Point-based annotation data
________
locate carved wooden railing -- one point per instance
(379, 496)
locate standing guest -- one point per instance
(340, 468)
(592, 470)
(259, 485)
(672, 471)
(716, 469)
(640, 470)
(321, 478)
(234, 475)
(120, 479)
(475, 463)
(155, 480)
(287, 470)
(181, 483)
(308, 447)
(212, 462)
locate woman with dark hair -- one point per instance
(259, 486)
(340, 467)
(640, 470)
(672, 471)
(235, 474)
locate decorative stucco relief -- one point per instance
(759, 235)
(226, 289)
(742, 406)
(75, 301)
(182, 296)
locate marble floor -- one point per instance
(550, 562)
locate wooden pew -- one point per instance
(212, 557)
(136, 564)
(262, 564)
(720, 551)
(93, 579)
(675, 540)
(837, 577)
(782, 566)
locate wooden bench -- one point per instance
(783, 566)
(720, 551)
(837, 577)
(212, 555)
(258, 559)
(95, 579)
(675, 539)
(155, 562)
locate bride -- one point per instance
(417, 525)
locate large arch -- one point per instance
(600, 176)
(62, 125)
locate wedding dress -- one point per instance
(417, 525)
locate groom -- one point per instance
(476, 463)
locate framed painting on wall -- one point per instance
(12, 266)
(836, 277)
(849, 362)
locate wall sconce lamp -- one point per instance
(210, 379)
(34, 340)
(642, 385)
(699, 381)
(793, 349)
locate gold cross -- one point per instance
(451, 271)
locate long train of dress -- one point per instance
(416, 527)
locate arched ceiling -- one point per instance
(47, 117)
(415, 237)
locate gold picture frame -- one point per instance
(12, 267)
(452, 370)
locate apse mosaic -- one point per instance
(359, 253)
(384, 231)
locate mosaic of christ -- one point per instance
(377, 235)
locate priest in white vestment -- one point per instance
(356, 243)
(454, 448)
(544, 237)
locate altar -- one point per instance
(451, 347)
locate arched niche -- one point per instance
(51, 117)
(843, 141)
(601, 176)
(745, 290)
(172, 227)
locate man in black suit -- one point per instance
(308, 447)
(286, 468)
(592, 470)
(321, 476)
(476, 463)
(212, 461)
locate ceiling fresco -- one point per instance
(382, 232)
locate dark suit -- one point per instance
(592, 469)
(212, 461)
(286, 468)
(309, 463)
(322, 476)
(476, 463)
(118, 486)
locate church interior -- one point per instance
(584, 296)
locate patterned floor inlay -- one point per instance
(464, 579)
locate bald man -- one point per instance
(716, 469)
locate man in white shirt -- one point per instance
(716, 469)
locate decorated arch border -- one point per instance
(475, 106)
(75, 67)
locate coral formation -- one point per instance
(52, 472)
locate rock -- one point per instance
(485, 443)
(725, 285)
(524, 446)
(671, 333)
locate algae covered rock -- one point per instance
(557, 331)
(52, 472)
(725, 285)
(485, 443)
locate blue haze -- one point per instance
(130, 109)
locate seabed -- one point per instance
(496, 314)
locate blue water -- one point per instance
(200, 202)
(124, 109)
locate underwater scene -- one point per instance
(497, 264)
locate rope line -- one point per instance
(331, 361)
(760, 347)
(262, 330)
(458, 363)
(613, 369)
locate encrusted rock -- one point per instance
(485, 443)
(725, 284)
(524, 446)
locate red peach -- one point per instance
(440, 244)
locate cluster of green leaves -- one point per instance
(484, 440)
________
SET PROBLEM: Output an exact copy of each record.

WRITTEN ANSWER:
locate carved wooden railing -- one point per instance
(379, 496)
locate standing guest -- one point per instance
(340, 468)
(592, 470)
(259, 485)
(672, 471)
(716, 469)
(640, 470)
(321, 478)
(234, 475)
(120, 479)
(475, 463)
(155, 480)
(287, 470)
(181, 483)
(308, 447)
(212, 462)
locate woman with dark hair -- one point per instance
(259, 486)
(340, 467)
(640, 470)
(672, 471)
(235, 474)
locate decorative stucco relief -- one point per instance
(759, 235)
(226, 289)
(742, 406)
(75, 301)
(182, 296)
locate marble floor -- one point per instance
(550, 562)
locate wooden pew -- one point per instance
(212, 557)
(136, 564)
(262, 564)
(720, 551)
(93, 579)
(675, 540)
(837, 577)
(782, 566)
locate wooden bench -- one point per instance
(783, 566)
(720, 551)
(837, 577)
(212, 555)
(258, 559)
(95, 579)
(675, 539)
(155, 562)
locate bride -- one point per instance
(417, 525)
locate large arch -- one point per instance
(600, 176)
(62, 125)
locate wedding dress -- one point per instance
(417, 525)
locate groom -- one point per instance
(476, 463)
locate framed painting on wall -- one point per instance
(12, 266)
(836, 277)
(849, 362)
locate wall sconce lamp -- one point per instance
(210, 379)
(34, 340)
(642, 385)
(699, 381)
(793, 349)
locate gold cross -- one point per instance
(451, 271)
locate long train of dress -- one point per instance
(416, 527)
locate arched ceiling -- one point per instance
(47, 117)
(415, 237)
locate gold picture frame -- one point per instance
(12, 267)
(452, 370)
locate apse mosaic -- one point per instance
(359, 253)
(384, 231)
locate mosaic of christ -- one point per instance
(377, 235)
locate priest in white vestment -- one point per instance
(356, 243)
(454, 448)
(544, 237)
locate altar -- one point per instance
(451, 347)
locate arched niche -- one point per instance
(51, 117)
(843, 141)
(601, 176)
(745, 290)
(172, 227)
locate man in black suit -- one point per instance
(308, 447)
(286, 468)
(592, 470)
(321, 476)
(476, 463)
(212, 461)
locate ceiling fresco -- one point per instance
(382, 232)
locate dark suit -- one point per instance
(592, 469)
(212, 461)
(286, 468)
(309, 463)
(322, 476)
(476, 463)
(118, 486)
locate church interior -- one point per instance
(584, 296)
locate patterned floor inlay -- one point per instance
(464, 579)
locate bald man -- one point per instance
(716, 469)
locate man in white shirt -- one point per instance
(716, 469)
locate decorated arch border -- one point per instance
(475, 106)
(75, 67)
locate coral formation -- one point per instance
(52, 472)
locate rock -- one point per instance
(485, 443)
(725, 285)
(524, 446)
(671, 333)
locate algae covered rock -- one point per instance
(557, 331)
(52, 472)
(725, 285)
(485, 443)
locate blue haze -- one point per instance
(130, 109)
locate seabed -- one point per instance
(496, 314)
locate blue water -- one point per instance
(200, 202)
(124, 109)
locate underwater scene -- one point per instance
(497, 264)
locate rope line -- one point per instance
(331, 361)
(760, 347)
(262, 330)
(458, 363)
(613, 369)
locate encrusted rock -- one point per instance
(485, 443)
(725, 284)
(524, 446)
locate red peach -- one point per instance
(440, 244)
locate cluster of green leaves -- one point per instance
(484, 440)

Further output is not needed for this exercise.